:: TEXTE EXTRAIT
Rencontre avec Lao Farmer's Products, coopérative de commerce équitable
Un peu de contexte
Le Laos est un pays peu connu, entouré par le Vietnam à l'est, la Thaïlande au sud et la Chine au nord, il n'a aucun accès à la mer. Cette ancienne colonie française a beaucoup souffert des bombardements américains pendant la guerre du Vietnam, puis a connu un régime communiste autoritaire avec des « camps de rééducations » avant de profiter d'une relative « ouverture » dans les années 90, suivant les exemples de la Chine et de la Russie. C'est un des pays les plus pauvres d'Asie avec un revenu mensuel moyen de 150$/mois, chiffre à utiliser avec précaution car le Laos se « développe » très vite et les inégalités y sont très importantes. La densité de population est faible et le pays est presque entièrement recouvert de forêts.
Lao Farmer's Products (LFP) est une coopérative qui commercialise des denrées alimentaires. Fondée par des laos ayant fait leurs études en France (comme beaucoup), elle est destinée, depuis sa création en 1994, à conjuguer « développement économique » et « préservation de l’environnement naturel et humain ». Les fondateurs étaient déjà impliqués dans de nombreux projets de développement en partenariat avec des associations européennes de solidarité internationale. Le commerce équitable est apparu comme un moyen de pérenniser et renforcer la dynamique de développement agricole.
LFP travaille avec des petits producteurs répartis dans plusieurs régions du Laos, la coopérative achète du thé, des fruits et les excédents des cultures vivrières de riz. Les produits sont transformés et conditionnés dans les locaux de LFP à Vientiane qui emploie 35 ouvrières et ouvriers. Le thé est ensaché, le riz étuvé, les fruits transformés en jus, en confiture ou en pâtes de fruits. 80 % de la production est ensuite exportée en France et distribuée par Solidar'Monde, la centrale d’importation et de distribution du réseau de boutique Artisans du Monde. Solidar'Monde distribue aussi en Allemagne et en Belgique à travers d'autres réseaux comme Oxfam. La personne que nous avons rencontrée, Dr Sisaliao Svengsuksa, est président de l'association de soutien au développement des sociétés paysannes au Laos, association qui se charge de soutenir les producteurs de LFP. Il connaît bien l'Europe, il a travaillé en Suisse et est venu plusieurs fois en France, notamment dans le cadre de la quinzaine du commerce équitable, invité par Artisans du Monde.
::::
:: DONNÉES PRÉSENTÉES
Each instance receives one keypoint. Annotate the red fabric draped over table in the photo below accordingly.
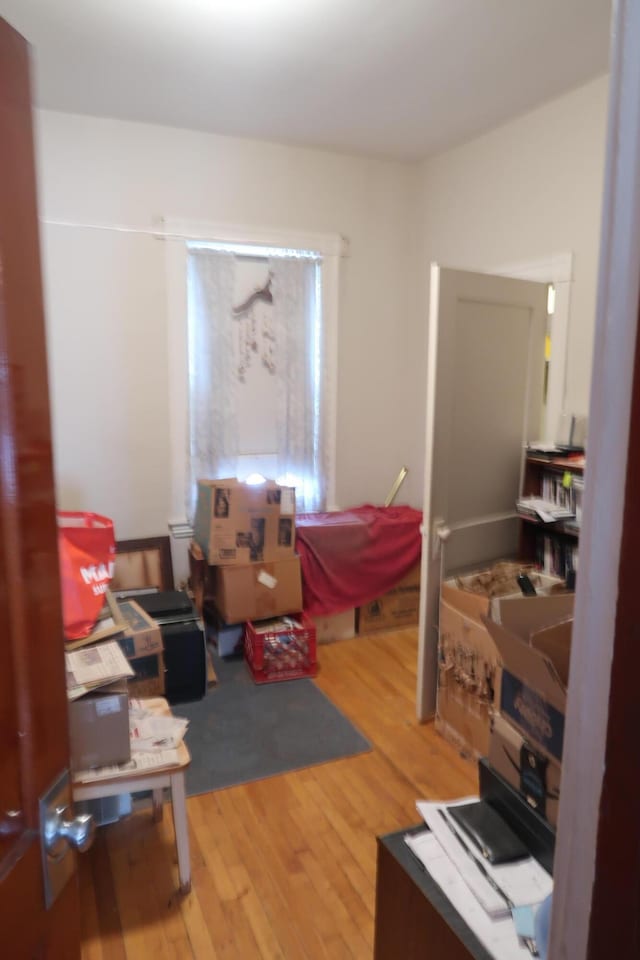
(350, 557)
::::
| TRAVAIL À FAIRE |
a - D'après le texte sur la coopérative Lao Farmer's Products, combien d'ouvrières et d'ouvriers travaillent dans ses locaux de Vientiane ?
b - Rédigez la suite du texte sur la coopérative Lao Farmer's Products.

| EXERCICES CORRIGÉS |
a - 35 ouvrières et ouvriers.

b -
Renforcer ma confiance dans le commerce équitable
Un de mes objectifs lors de cette rencontre était de renforcer ma confiance dans le commerce équitable. En effet, lorsque je réalise une action de sensibilisation ou que je parle du commerce équitable, on me demande souvent si c'est « vraiment équitable », si ce n'est pas juste un label pour vendre mais que sur place « c'est la même chose que les autres ». Et même après avoir rencontré des producteurs (invités en France par Artisans du Monde) ou avoir discuté avec des salariés chargés des audits, il me fallait une certaine assurance pour dire « dans la plupart des cas, les principes du commerce équitable sont appliqués avec bonne foi ». En visitant LFP au Laos, j'ai franchi une nouvelle étape, la prochaine étant d'aller jusqu'aux champs…
Sur le point de la confiance, j'ai été totalement satisfait, on retrouve sur place une vision du développement et de la justice sociale qui me sont assez familières. On retrouve aussi l'application de ces principes à l'épreuve de la réalité du terrain. LFP est loin de la perfection, mais la coopérative y travaille à son rythme… Autre aspect intéressant : nous avons rencontré sur place d'anciens salariés de Solidar'Monde, venus aider bénévolement LFP pendant leur « passage au Laos », étape de leur tour du monde. Cette anecdote illustre une relation de confiance entre les acteurs du commerce équitable qui va plus loin que des simples intérêts commerciaux. On le savait déjà, mais des « preuves » supplémentaires sont toujours bienvenues.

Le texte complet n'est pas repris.